Region pointing data:
================

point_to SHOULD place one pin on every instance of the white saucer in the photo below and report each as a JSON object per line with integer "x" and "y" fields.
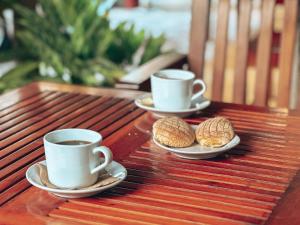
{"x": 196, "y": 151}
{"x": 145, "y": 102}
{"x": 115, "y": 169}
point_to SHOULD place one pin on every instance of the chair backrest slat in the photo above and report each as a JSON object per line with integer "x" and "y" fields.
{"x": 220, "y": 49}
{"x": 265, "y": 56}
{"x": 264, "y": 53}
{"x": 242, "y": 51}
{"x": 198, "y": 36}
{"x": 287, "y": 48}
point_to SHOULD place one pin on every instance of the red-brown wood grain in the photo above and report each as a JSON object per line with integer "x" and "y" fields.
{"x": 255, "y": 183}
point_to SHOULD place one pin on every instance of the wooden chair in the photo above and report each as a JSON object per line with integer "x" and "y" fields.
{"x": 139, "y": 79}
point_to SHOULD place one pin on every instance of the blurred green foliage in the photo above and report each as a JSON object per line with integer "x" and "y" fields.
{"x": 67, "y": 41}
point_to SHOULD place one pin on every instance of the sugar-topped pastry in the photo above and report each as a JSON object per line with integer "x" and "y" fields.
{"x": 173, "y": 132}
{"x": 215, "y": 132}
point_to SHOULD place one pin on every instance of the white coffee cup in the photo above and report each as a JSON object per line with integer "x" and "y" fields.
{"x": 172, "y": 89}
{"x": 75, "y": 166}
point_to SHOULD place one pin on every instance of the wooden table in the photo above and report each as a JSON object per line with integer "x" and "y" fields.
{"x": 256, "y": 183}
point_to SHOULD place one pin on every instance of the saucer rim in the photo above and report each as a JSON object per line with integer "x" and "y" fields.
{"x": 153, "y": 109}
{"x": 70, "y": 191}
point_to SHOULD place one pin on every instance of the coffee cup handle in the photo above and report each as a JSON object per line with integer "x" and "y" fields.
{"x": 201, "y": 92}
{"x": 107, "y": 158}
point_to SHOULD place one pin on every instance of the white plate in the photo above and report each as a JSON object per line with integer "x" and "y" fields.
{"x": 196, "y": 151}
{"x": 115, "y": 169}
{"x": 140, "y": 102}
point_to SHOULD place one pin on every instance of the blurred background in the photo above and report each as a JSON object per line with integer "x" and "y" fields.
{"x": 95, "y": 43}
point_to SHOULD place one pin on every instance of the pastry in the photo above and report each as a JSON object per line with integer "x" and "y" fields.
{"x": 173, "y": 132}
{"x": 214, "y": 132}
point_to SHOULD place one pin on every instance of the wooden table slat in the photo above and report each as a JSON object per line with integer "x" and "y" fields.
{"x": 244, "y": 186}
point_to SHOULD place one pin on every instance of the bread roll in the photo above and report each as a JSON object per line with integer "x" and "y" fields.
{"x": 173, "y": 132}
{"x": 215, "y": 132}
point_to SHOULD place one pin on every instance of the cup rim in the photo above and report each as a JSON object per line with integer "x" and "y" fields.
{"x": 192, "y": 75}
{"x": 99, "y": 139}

================

_WHAT IS NEEDED_
All of the lines above should be retyped precisely, apart from the pictures.

_RESULT_
point_to SHOULD place one pin on every instance of the white saucer in the photo below and report each as a JSON object per line with integer "x" and "y" fields.
{"x": 196, "y": 151}
{"x": 145, "y": 102}
{"x": 115, "y": 169}
point_to SHOULD place one pin on every instance of the chair backrest slat in the photo above and report each as a JSON object per line with integer "x" and "y" fields.
{"x": 220, "y": 49}
{"x": 265, "y": 56}
{"x": 264, "y": 53}
{"x": 242, "y": 51}
{"x": 198, "y": 36}
{"x": 287, "y": 48}
point_to SHOULD place one pin on every instance of the red-brown wood grain in the photo above and report each as a JSON object per line with integer "x" and "y" fields.
{"x": 255, "y": 183}
point_to SHOULD place one pin on every instance of the wooden chair in the photo above and report each as a JSON object per line with integer "x" and "y" fields.
{"x": 139, "y": 79}
point_to SHOULD place one pin on every instance of the blurred green foliage in the photo above and report each as a JSON object per line with integer "x" and "y" fields.
{"x": 67, "y": 41}
point_to SHOULD place one pin on every instance of the sugar-topped pastry in the photo above and report each as a JSON object per line with integer "x" and "y" fields.
{"x": 173, "y": 132}
{"x": 215, "y": 132}
point_to SHOULD place one pin on every instance of the white coffee cup in the photo above and report each as a JSON object per line with integer "x" and "y" fields.
{"x": 172, "y": 89}
{"x": 75, "y": 166}
point_to SHOULD place one pin on every instance of the wooden table in the photo above and report each as a JSON object per line with integer "x" and "y" fields.
{"x": 256, "y": 183}
point_to SHOULD place one pin on every instance of the saucer rim in the photo above and report each as a JSON object per line with integer "x" and "y" fields.
{"x": 153, "y": 109}
{"x": 70, "y": 191}
point_to SHOULD place one pin on every instance of the coffee cup handle in the photo above and report each as a JSON object per line with integer "x" and "y" fields.
{"x": 201, "y": 92}
{"x": 107, "y": 158}
point_to SHOULD place one pin on every instance of the white plate in the photo above and report each as a JSON object per line with integer "x" and "y" fields.
{"x": 196, "y": 151}
{"x": 115, "y": 169}
{"x": 140, "y": 102}
point_to SHOULD place one pin on every instance of the blurred background in the photo above and report each as a JSON object per line with integer "x" and "y" fields.
{"x": 95, "y": 43}
point_to SHOULD place one pin on every instance of the pastry in the photo above and report each as a JSON object per line with integer "x" and "y" fields.
{"x": 173, "y": 132}
{"x": 214, "y": 132}
point_to SHOULD place one pin on every instance of the wooden table slat in the photo above and report each as a JSON object per line with integer "x" and "y" fields.
{"x": 244, "y": 186}
point_to SHOULD place one pin on every instance of the bread roll in the photo above and report each as a JSON object per line with integer "x" and "y" fields.
{"x": 173, "y": 132}
{"x": 215, "y": 132}
point_to SHOULD place one pin on every instance of the cup rim in the photo above and report each as a JSON object per line with integer "x" and "y" fields.
{"x": 192, "y": 75}
{"x": 99, "y": 139}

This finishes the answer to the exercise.